Exercise details:
Find every line in the records below that contains the word "wooden" and copy each such line verbatim.

Input records:
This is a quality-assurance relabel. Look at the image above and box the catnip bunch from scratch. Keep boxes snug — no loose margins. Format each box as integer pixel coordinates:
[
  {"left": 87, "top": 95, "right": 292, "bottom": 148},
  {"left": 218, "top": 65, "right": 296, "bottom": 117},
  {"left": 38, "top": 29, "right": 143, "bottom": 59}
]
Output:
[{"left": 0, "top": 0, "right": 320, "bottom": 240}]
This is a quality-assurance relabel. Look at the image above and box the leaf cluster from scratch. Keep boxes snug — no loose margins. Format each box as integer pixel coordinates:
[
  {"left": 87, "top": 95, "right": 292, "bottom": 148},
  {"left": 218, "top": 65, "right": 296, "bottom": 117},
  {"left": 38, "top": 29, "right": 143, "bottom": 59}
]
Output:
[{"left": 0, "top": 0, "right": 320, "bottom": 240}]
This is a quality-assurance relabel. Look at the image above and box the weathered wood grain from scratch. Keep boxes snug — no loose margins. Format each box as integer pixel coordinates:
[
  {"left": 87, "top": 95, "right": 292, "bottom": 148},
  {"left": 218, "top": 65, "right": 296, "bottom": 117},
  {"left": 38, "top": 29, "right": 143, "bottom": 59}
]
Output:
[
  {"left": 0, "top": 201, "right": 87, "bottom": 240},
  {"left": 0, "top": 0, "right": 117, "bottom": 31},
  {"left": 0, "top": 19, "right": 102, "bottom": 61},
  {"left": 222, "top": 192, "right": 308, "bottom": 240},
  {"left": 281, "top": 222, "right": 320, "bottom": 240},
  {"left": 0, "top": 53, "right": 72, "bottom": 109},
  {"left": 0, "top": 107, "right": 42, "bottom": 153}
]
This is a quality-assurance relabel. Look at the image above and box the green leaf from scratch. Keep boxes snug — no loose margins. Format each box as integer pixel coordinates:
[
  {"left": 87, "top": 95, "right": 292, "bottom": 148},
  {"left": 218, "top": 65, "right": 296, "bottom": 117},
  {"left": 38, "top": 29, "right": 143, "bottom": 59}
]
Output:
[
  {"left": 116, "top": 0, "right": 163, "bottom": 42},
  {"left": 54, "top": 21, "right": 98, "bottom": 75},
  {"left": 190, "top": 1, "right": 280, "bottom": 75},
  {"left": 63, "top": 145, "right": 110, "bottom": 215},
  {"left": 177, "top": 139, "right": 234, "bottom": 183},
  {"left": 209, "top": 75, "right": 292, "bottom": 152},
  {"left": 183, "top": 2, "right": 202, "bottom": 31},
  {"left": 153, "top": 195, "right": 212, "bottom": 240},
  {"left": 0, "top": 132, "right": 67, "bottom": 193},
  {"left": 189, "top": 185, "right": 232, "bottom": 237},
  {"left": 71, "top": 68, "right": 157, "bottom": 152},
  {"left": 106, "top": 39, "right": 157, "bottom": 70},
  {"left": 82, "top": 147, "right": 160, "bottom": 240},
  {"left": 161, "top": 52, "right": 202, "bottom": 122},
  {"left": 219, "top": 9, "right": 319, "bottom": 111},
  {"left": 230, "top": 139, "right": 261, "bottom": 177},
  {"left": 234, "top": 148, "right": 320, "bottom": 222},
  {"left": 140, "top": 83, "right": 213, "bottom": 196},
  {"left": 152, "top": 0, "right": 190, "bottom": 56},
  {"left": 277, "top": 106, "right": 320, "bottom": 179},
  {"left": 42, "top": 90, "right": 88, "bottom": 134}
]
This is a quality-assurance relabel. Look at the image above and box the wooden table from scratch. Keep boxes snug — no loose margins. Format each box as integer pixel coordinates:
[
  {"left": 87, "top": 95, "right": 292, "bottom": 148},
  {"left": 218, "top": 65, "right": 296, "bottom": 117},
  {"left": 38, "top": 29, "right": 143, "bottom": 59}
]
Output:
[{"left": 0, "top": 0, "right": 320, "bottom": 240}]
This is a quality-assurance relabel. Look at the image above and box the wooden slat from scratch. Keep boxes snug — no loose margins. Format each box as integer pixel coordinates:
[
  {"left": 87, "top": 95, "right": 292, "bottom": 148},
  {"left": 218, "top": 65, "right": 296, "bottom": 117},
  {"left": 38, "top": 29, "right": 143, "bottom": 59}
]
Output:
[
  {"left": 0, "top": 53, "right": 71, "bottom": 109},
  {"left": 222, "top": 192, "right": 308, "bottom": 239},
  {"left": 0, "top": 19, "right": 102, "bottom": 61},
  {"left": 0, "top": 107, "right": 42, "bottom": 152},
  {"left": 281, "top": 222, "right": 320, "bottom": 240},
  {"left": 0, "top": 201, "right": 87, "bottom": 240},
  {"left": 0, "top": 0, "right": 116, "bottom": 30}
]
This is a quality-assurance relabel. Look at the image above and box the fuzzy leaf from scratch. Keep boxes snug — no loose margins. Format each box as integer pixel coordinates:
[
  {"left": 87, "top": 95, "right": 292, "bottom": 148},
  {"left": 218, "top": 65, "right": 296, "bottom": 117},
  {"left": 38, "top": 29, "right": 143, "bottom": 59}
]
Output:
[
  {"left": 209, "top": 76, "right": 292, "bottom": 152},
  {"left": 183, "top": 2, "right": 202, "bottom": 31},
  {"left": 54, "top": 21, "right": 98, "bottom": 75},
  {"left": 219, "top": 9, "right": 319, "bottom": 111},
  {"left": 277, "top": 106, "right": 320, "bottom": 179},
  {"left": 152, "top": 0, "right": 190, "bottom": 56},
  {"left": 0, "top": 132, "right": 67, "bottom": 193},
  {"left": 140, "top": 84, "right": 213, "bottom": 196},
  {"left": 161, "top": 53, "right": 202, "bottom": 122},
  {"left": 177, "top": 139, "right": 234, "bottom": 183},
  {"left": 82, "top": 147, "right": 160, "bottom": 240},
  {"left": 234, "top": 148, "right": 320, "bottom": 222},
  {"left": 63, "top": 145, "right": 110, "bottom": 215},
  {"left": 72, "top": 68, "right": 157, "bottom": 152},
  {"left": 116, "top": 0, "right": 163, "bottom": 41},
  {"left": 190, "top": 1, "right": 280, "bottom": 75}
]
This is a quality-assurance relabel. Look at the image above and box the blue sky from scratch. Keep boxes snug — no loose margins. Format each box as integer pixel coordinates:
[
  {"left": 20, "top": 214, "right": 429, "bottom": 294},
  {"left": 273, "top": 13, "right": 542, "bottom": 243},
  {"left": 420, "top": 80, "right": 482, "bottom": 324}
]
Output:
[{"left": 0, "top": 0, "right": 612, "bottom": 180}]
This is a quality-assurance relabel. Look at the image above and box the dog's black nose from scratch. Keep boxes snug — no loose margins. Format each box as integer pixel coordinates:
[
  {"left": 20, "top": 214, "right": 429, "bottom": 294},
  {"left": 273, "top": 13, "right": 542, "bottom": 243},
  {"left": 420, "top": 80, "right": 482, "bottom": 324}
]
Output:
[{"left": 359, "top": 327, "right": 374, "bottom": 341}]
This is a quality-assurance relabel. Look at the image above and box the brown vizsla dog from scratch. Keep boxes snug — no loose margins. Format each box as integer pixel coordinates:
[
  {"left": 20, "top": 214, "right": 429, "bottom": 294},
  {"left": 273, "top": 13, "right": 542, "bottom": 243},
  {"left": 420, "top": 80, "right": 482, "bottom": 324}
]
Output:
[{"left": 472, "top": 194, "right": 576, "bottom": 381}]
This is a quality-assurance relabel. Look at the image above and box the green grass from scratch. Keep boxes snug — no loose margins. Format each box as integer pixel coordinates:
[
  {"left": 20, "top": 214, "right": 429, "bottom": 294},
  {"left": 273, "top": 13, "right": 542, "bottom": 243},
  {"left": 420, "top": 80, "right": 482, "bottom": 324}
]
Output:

Written answer:
This is a quality-assurance relabel. Look at the image above and box the wooden table from scratch. Keep boxes snug — no loose margins. Format each box as integer pixel coordinates:
This is a quality-assurance relabel. Look at the image above and box the wooden slat from scratch. Keep boxes snug — no loose margins. Format each box as integer pixel coordinates:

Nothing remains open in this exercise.